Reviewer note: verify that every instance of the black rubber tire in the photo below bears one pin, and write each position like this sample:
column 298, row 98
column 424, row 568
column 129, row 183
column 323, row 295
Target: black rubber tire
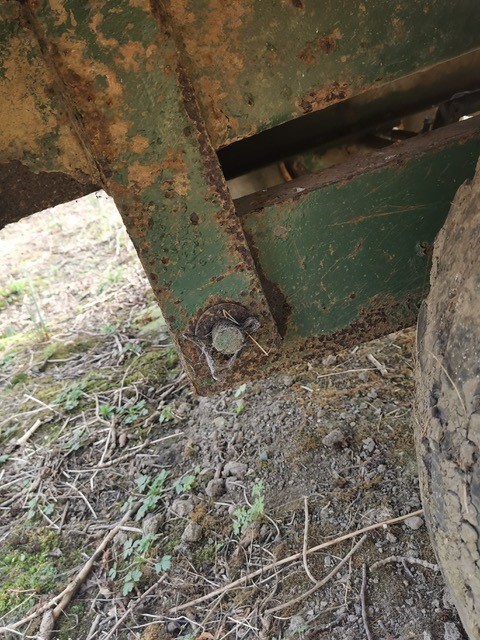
column 447, row 404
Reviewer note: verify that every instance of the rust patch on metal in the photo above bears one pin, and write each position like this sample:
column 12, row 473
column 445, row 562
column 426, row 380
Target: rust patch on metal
column 307, row 56
column 23, row 192
column 298, row 188
column 218, row 39
column 323, row 97
column 327, row 43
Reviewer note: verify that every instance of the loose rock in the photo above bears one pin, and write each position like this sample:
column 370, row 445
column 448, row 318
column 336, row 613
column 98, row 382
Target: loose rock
column 415, row 522
column 335, row 437
column 237, row 469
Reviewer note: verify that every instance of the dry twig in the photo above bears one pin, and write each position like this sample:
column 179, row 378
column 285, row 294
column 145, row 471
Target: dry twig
column 363, row 602
column 320, row 583
column 52, row 609
column 305, row 543
column 402, row 559
column 288, row 560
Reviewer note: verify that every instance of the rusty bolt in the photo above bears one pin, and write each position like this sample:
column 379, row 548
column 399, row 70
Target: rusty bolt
column 227, row 337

### Given exercise
Render every line of the data above as a Markdown table with two columns, Row and Text, numbering the lines in order and skipping any blank ones. Leave the pictures out.

### Completed task
| Row | Text |
|---|---|
| 1 | Reviewer note: verify that every instance of the black rubber tire in the photo below bears one pin, and write each position like this sample: |
| 2 | column 298, row 98 |
| 3 | column 424, row 568 |
| 4 | column 129, row 183 |
| 5 | column 323, row 295 |
| 6 | Target: black rubber tire |
| 7 | column 447, row 404 |
| 8 | Reviewer note: verify that every instance of the rust patch on metal in the photo above bears one pin, and write each position like this sample: |
| 9 | column 12, row 473 |
| 10 | column 445, row 562 |
| 11 | column 426, row 380 |
| 12 | Target: rust patch on metal |
| 13 | column 307, row 56 |
| 14 | column 23, row 192 |
| 15 | column 298, row 188 |
| 16 | column 218, row 39 |
| 17 | column 323, row 97 |
| 18 | column 327, row 43 |
| 19 | Reviewer note: verify that every instance of the loose rock in the photo above bears one pin, and write each position like this sample: |
| 20 | column 370, row 445 |
| 21 | column 448, row 318 |
| 22 | column 336, row 613 |
| 23 | column 98, row 382 |
| 24 | Target: loose rock |
| 25 | column 415, row 522 |
| 26 | column 335, row 437 |
| 27 | column 237, row 469 |
| 28 | Reviewer note: verify that every instance of the dry twig in the photo above bears one pin, and write each position like this sample: |
| 29 | column 179, row 378 |
| 30 | column 285, row 294 |
| 31 | column 145, row 471 |
| 32 | Target: dry twig |
| 33 | column 363, row 602 |
| 34 | column 320, row 583 |
| 35 | column 52, row 609 |
| 36 | column 305, row 543 |
| 37 | column 402, row 559 |
| 38 | column 288, row 560 |
| 39 | Reviewer note: verify that every instance of the rusty bolt in the photo above bears one pin, and write each position like this sample: |
| 40 | column 379, row 548 |
| 41 | column 399, row 70 |
| 42 | Target: rusty bolt |
| 43 | column 227, row 337 |